--- PAGE EXCERPT ---

You are looking at the documentation of a prior release. To read the documentation of the latest release, please visit here.

New to Stash? Please start here.

Monitoring Stash

Stash has native support for monitoring via Prometheus. You can use builtin Prometheus scraper or CoreOS Prometheus Operator to monitor Stash. This tutorial will show you how this monitoring works with Stash and how to enable them.

Overview

Stash uses Prometheus PushGateway to export the metrics for backup & recovery operations. Following diagram shows the logical structure of Stash monitoring flow.

Monitoring Structure

Stash operator runs two containers. The operator container runs controller and other necessary stuffs and the pushgateway container runs prom/pushgateway image. Stash sidecar from different workloads pushes their metrics to this pushgateway. Then Prometheus server scraps these metrics through stash-operator service. Stash operator itself also provides some metrics at /metrics path of :8443 port.

Backup & Recovery Metrics

Following metrics are available for stash backup and recovery operations. These metrics are accessible through pushgateway endpoint of stash-operator service.

Metric	Uses
`restic_session_success`	Indicates if session was successfully completed
`restic_session_fail`	Indicates if session failed
`restic_session_duration_seconds_total`	Seconds taken to complete restic session for all FileGroups
`restic_session_duration_seconds`	Seconds taken to complete restic session for a FileGroup

Operator Metrics

Following metrics are available for Stash operator. These metrics are accessible through api endpoint of stash-operator service.

API Server Metrics:

Metric Name	Uses
apiserver_audit_event_total	Counter of audit events generated and sent to the audit backend.
apiserver_client_certificate_expiration_seconds	Distribution of the remaining lifetime on the certificate used to authenticate a request.
apiserver_current_inflight_requests	Maximal number of currently used inflight request limit of this apiserver per request kind in last second.

---

[WHAT IS BEING ASKED] Print the stretch of the Stash monitoring page from "Monitoring Structure" through "pushgateway endpoint of stash-operator service." word for word.

--- GIVEN RECORDS ---

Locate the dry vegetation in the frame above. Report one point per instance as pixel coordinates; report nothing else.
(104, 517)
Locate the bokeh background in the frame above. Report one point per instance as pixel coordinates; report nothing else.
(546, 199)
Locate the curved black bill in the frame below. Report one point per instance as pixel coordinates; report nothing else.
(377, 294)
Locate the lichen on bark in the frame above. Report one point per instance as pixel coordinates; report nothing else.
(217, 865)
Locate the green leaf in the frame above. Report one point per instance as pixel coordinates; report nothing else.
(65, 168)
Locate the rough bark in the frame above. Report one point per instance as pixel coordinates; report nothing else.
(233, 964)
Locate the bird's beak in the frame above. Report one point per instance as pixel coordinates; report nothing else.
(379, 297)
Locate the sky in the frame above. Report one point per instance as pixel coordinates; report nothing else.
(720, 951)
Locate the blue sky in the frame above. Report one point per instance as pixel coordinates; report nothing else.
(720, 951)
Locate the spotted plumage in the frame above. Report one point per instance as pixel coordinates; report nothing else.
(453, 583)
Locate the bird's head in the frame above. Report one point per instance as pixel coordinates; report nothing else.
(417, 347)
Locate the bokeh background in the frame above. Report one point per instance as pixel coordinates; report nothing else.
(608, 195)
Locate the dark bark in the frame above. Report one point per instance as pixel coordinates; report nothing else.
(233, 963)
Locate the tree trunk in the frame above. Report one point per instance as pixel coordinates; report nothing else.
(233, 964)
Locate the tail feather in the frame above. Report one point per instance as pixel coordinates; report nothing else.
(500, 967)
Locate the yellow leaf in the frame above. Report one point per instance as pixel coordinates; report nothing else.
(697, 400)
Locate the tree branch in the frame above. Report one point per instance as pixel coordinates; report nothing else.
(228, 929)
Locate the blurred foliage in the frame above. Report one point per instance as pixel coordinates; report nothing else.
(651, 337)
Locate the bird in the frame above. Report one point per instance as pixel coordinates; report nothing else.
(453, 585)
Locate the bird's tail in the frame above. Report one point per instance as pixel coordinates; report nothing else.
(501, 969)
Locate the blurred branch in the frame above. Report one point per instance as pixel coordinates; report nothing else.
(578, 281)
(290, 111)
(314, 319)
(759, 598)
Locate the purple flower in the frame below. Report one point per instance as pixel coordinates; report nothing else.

---

[ANSWER TO THE TASK]
Monitoring Structure

Stash operator runs two containers. The operator container runs controller and other necessary stuffs and the pushgateway container runs prom/pushgateway image. Stash sidecar from different workloads pushes their metrics to this pushgateway. Then Prometheus server scraps these metrics through stash-operator service. Stash operator itself also provides some metrics at /metrics path of :8443 port.

Backup & Recovery Metrics

Following metrics are available for stash backup and recovery operations. These metrics are accessible through pushgateway endpoint of stash-operator service.